+++ Data for analysis
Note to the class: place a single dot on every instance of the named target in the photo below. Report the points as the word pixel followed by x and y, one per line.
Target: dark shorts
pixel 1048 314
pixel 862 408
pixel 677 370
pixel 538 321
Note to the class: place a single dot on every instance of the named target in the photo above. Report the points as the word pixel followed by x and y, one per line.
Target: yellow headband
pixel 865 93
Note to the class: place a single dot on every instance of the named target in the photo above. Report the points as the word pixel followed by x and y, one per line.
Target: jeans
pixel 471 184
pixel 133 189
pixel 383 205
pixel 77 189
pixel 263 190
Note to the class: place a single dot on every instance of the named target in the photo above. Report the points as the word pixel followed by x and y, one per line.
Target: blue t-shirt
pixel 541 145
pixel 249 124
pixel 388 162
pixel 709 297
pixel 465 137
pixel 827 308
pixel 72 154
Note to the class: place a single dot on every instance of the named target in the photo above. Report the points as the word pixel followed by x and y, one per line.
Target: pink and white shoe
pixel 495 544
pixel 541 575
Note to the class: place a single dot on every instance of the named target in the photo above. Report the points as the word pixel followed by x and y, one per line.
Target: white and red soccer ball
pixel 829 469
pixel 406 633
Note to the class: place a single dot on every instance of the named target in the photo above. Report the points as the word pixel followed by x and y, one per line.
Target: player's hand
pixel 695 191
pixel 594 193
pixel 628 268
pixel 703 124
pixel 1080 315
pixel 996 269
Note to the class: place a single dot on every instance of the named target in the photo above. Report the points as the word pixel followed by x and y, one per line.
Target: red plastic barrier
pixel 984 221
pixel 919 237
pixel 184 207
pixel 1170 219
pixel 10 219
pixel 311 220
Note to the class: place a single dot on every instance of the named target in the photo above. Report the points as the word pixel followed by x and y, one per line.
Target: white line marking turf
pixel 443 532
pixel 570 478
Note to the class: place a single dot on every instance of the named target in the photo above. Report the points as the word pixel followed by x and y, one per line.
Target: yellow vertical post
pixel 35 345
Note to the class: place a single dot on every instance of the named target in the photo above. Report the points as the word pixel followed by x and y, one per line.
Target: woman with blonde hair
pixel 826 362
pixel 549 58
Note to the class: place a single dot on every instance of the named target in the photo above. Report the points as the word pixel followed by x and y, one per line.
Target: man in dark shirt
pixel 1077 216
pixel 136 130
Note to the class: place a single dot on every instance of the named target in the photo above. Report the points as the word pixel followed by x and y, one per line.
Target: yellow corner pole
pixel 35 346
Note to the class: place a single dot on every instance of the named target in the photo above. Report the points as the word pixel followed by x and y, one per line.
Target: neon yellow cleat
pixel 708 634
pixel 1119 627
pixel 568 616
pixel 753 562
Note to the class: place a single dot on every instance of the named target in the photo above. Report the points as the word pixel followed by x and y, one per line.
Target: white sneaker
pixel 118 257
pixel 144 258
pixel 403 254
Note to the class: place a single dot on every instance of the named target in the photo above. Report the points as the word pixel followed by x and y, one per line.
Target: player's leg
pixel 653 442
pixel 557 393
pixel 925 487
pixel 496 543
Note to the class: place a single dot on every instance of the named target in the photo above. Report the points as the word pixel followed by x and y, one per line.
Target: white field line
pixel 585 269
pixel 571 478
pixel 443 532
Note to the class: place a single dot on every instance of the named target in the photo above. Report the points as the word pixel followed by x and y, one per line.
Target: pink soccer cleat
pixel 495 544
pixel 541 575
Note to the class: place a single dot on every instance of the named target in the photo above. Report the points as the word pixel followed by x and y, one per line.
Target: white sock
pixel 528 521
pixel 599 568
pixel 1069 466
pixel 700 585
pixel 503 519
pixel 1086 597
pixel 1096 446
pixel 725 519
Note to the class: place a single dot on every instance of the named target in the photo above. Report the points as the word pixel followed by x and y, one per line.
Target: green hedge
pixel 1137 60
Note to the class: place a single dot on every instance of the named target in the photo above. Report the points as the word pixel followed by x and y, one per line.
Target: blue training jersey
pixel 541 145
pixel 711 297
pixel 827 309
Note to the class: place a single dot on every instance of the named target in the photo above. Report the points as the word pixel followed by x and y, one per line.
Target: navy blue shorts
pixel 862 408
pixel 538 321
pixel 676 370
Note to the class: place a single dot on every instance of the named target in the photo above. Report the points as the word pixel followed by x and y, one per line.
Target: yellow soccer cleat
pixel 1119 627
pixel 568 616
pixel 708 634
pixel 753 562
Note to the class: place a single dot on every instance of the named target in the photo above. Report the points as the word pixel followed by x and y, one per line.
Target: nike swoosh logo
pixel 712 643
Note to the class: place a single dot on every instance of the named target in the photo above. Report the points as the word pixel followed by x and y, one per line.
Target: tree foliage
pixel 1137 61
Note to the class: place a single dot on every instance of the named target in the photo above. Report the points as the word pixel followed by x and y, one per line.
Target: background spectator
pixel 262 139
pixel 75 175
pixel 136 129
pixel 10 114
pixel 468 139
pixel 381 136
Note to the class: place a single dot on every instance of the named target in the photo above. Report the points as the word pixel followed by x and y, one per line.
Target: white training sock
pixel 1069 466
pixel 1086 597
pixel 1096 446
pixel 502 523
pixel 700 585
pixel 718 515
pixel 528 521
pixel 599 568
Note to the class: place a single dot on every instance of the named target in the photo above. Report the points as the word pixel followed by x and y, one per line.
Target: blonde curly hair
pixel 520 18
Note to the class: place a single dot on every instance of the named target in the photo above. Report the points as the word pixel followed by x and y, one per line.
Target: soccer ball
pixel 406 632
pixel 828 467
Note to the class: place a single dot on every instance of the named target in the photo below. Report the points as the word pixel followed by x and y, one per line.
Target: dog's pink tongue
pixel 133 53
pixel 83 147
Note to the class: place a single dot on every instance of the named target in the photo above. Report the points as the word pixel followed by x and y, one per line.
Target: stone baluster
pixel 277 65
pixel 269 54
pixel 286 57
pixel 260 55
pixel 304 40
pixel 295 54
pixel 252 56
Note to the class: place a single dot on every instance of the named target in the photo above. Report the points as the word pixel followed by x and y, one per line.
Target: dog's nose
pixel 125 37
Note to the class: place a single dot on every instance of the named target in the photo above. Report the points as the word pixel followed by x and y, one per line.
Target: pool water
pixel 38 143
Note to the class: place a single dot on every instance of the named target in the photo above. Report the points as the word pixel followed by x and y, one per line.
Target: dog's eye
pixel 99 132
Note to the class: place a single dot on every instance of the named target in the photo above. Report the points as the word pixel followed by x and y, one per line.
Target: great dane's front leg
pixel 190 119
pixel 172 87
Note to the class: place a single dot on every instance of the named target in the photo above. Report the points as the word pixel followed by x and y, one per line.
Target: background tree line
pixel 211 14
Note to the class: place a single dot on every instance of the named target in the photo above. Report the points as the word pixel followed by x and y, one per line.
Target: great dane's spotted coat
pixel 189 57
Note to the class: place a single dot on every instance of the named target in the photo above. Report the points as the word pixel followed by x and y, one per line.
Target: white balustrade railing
++++++
Retype the records in full. Keep every line identical to the original.

Note to the class: place a single dot on every instance of the named target in the photo below. Report the points as the word pixel followed by x and y, one per line.
Target: dark shorts
pixel 1048 314
pixel 862 408
pixel 677 370
pixel 538 321
Note to the class: place a single dot on every instance of the named target in the photo above. Report the points as the word pixel followed by x and y, one per line.
Target: yellow headband
pixel 865 93
Note to the class: place a single dot on every instance of the named target in the photo above. Report the points as the word pixel followed by x and y, one per line.
Target: jeans
pixel 471 184
pixel 133 189
pixel 383 205
pixel 77 189
pixel 263 190
Note to the class: place a single dot on every instance of the named target in the photo above. Report the points as the word pixel followed by x and y, one per line.
Target: blue t-shirt
pixel 541 145
pixel 249 124
pixel 388 162
pixel 709 297
pixel 465 137
pixel 827 308
pixel 72 154
Note to the class: place a single dot on every instance of the named target in the photo above. Report the points as the word pixel followed by x and y, one per line.
Target: pink and white shoe
pixel 495 544
pixel 541 575
Note to the class: place a single dot on every instance of the named target in the photo above. Report the points as the word pixel followed by x and y, one per line.
Target: white and red soccer ball
pixel 829 469
pixel 406 633
Note to the class: place a single dot on every instance of the named target in the photo above. Report the points as the word pixel followed by x and y, one per line.
Target: player's hand
pixel 695 191
pixel 594 193
pixel 628 268
pixel 703 124
pixel 1080 315
pixel 996 269
Note to the class: place a single dot on every instance of the named target in the photo above. Report the points as the word pixel followed by x and y, one per line.
Target: red plastic barrier
pixel 984 221
pixel 919 237
pixel 184 207
pixel 1170 219
pixel 10 219
pixel 311 220
Note to the class: place a single dot on every instance of the named target in the photo above. Report the points as the word pixel followed by x and y, one per line.
Target: white line marking turf
pixel 443 532
pixel 570 478
Note to the class: place a single dot on every instance of the named target in the photo above. Report the points as the word pixel followed by x and y, one per line.
Target: yellow vertical post
pixel 35 345
Note to the class: place a single dot on every instance of the named target in the photo above. Report the points as the word pixel followed by x and y, one per line.
Target: woman with blonde hair
pixel 826 362
pixel 549 58
Note to the class: place a single dot on every instance of the named target in the photo above. Report the points as the word pixel followed by x and y, one per line.
Target: man in dark shirt
pixel 1077 216
pixel 136 130
Note to the class: place a single dot on every instance of the named target in the photo above. Report the points as the word pixel followed by x and y, one per line.
Target: yellow corner pole
pixel 35 346
Note to the class: place a single dot on every instance of the named target in the photo above. Report the points as the word pixel followed by x and y, one per line.
Target: neon yellow cleat
pixel 708 634
pixel 1119 627
pixel 568 616
pixel 753 562
Note to the class: place a single dot on every instance of the named target in the photo above. Report the points as the word pixel followed by x and y, one per line.
Target: white sneaker
pixel 118 257
pixel 144 258
pixel 403 254
Note to the class: place a single dot on every instance of the named target in the photo above. Report the points as the word pixel followed by x and y, one per line.
Target: player's leg
pixel 653 442
pixel 557 393
pixel 925 487
pixel 496 543
Note to the class: place a single dot on every instance of the named target in the photo above. Report the points as the word pixel followed by x and y, one per line.
Target: white field line
pixel 585 269
pixel 571 478
pixel 443 532
Note to the class: place a single dot on every instance of the named target in the photo above. Report the points as the word pixel followed by x and y, one per line.
Target: pink soccer cleat
pixel 495 544
pixel 541 575
Note to the class: place a single dot on every instance of the named target in the photo above. Report the points as the word pixel followed by x and y, one per line.
Target: white sock
pixel 528 521
pixel 599 568
pixel 1069 466
pixel 700 585
pixel 503 519
pixel 1086 597
pixel 1096 446
pixel 725 519
Note to the class: place a single dot on every instance of the named target in the photo above. Report the points as the word pixel followed by x and y, one per line.
Target: green hedge
pixel 1137 60
Note to the class: place a single dot on every instance of the named target in the photo above. Report the points as the word pixel followed by x and y, one per line.
Target: blue training jersey
pixel 541 145
pixel 711 297
pixel 827 309
Note to the class: place a single dot on every instance of the named target in the photo above. Report the points as the word pixel followed by x and y, one per line.
Target: navy blue shorts
pixel 862 408
pixel 538 321
pixel 676 370
Note to the class: place a single dot on every instance of the named target in the photo above. Report the points as the word pixel followed by x and y, one per line.
Target: yellow soccer cleat
pixel 1119 627
pixel 568 616
pixel 708 634
pixel 753 562
Note to the class: place a single dot on every instance of the named target in the photo above. Report the points as the word pixel followed by x and y, one per line.
Target: nike swoosh logo
pixel 712 643
Note to the class: place a single dot on every instance of the named target in the photo above. Report the points as the word pixel followed by x and y, one per line.
Target: tree foliage
pixel 1137 61
Note to the class: place a single dot on every instance of the named target in the photo above. Report the points as the word pixel followed by x and y, one per line.
Target: background spectator
pixel 262 139
pixel 75 175
pixel 136 129
pixel 10 114
pixel 468 139
pixel 381 136
Note to the class: place a single dot on every instance of the named target in the photo above. Report the points as the word pixel followed by x and y, one per line.
Target: white training sock
pixel 1069 466
pixel 1086 597
pixel 1096 446
pixel 502 523
pixel 700 585
pixel 718 515
pixel 528 521
pixel 599 568
Note to the class: place a single dot on every instance of the named target in the photo above. Report the points as the word pixel followed by x and y, one per line.
Target: blonde curly hair
pixel 520 18
Note to the class: place a single dot on every instance of the named target in the photo above. Report the points as the word pixel followed by x and y, one per line.
Target: soccer ball
pixel 406 632
pixel 828 467
Note to the class: place a single dot on every instance of the named target in the photo below. Report the points as the word pixel followed by x and y, one per line.
Target: dog's pink tongue
pixel 133 53
pixel 83 147
Note to the class: place a single dot on every instance of the named target in the photo above. Report the points as the word pixel followed by x and y, one per line.
Target: stone baluster
pixel 277 65
pixel 269 54
pixel 286 57
pixel 260 55
pixel 304 40
pixel 295 54
pixel 252 56
Note to the class: place a single dot on every instance of the named target in the photo above. Report the points as the word pixel followed by x and y, one per line.
Target: dog's nose
pixel 125 37
Note to the class: place a single dot on every instance of the named target in the photo above. Report the points as the word pixel followed by x and y, one per line.
Target: pool water
pixel 38 143
Note to the class: place a single dot on every instance of the named target in the photo above. Report the points as the word pixel followed by x and y, one per line.
Target: dog's eye
pixel 99 132
Note to the class: place a single dot on every instance of the named target in the photo above. Report the points as the word pixel followed by x and y, one per line.
Target: great dane's front leg
pixel 190 119
pixel 172 87
Note to the class: place a single dot on every instance of the named target in the photo above. Report the points as the word pixel followed by x and y, one per line.
Target: background tree line
pixel 211 14
Note to the class: place a single dot on every instance of the named target in the photo above. Report the points as the word pixel followed by x and y, one per line.
Target: great dane's spotted coat
pixel 189 57
Note to the class: place a single dot on every instance of the named target in the photo above. Report the points as the word pixel followed by x and y, one per line.
Target: white balustrade railing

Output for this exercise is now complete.